(Text under study)

Abandoned World War II base was once thriving facility

Friday, December 7, 2012

(Photo)
All five of the original hangars are still standing at the air base, including the largest one that housed the B-29s. Bomber crews who were being deployed in World War II were trained at the air base.
(Lorri Sughroue/McCook Daily Gazette)
McCOOK, Nebraska -- The bombing of Pearl Harbor thrust the United States into World War II. It also gave McCook a bustling military complex that is only a shadow of its former self today.

Surrounded by cornfields and grazing cows, there's not much left of what was once 110 buildings of the Army Air Force training base north of McCook. But that hasn't stopped Dale Cotton of the McCook Army Air Base Historical Society from trying to preserve what is there.

"We, this nation as a whole, has lost its pioneer spirit," Cotton said, referring to the get-it-done attitude. "We are too quick to tear buildings down. We used to use what we have, fix it up, instead of buying something new."

(Photo)

(End Text under study)
(Supplied material)

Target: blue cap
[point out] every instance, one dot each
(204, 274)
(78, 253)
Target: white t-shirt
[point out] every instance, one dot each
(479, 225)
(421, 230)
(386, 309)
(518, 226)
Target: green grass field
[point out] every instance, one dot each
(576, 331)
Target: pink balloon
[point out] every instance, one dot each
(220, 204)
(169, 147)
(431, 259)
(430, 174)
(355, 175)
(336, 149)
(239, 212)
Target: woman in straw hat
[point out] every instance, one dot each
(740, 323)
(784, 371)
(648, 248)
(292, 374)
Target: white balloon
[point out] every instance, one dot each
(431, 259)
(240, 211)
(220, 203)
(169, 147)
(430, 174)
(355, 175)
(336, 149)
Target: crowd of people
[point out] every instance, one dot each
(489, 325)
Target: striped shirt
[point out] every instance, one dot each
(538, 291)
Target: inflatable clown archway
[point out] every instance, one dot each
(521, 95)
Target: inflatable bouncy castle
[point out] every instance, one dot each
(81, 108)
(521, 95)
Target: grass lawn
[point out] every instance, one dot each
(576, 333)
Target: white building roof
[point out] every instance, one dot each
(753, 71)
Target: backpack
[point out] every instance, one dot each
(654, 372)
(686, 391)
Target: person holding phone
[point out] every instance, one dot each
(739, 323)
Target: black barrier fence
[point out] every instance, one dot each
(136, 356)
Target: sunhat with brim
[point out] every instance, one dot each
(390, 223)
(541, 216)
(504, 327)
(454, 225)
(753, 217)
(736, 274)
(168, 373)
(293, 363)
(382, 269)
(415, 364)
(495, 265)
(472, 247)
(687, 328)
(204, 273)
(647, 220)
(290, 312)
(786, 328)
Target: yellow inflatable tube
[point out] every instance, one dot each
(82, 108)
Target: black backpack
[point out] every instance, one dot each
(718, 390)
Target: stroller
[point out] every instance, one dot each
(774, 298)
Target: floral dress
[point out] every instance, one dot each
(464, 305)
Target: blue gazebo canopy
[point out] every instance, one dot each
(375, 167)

(End Supplied material)

Tasks to carry out:
**A.** Which geographic place names appear in the article about the abandoned World War II air base? List each one once.
**B.** Carry on writing the article about the abandoned McCook air base, starting after its last sentence.

Answers for each item:
**A.** McCook, Nebraska, Pearl Harbor, United States

**B.**
Mark Cappel, owner of MAC Boom Truck and Crane Services, hoists metal sheeting to the top of one of the hangars, below, at the McCook Army Air Base north of McCook.
(Lorri Sughroue/McCook Daily Gazette)
Cotton has been a tireless advocate for the air base and was recently assisted in his efforts by Mark Cappel of McCook. Cappel donated his time and equipment to hoist 100 sheets of metal to the roof of one of five original hangars still standing.

Cappel said he grew up a few miles from the area and always has been captivated by the ghostly, vacant hangars rising up from the horizon. "I don't want to see it torn down, I'd like to preserve it," he said.

During 1943-1945, the base included three runways, barracks for 5,000 men and employed 500 civilians.

(Photo)
Dale Cotton and Mark Cappel enjoy a break at the former Army Air Base.
(Lorri Sughroue/McCook Daily Gazette)
It was one of 11 Army Air Force training bases in Nebraska during World War II and the last stop for heavy bomber crews that would fly the B-17 Flying Fortress, B-24 Liberator and B-29 Super Fortress.

Ultimately, 15,000 service men were stationed on the 2,100-acre base, which became a mini-community of its own, with its own hospital, officer's club, chapel, theater, band, fire station, post office, photo lab, library and a military police unit.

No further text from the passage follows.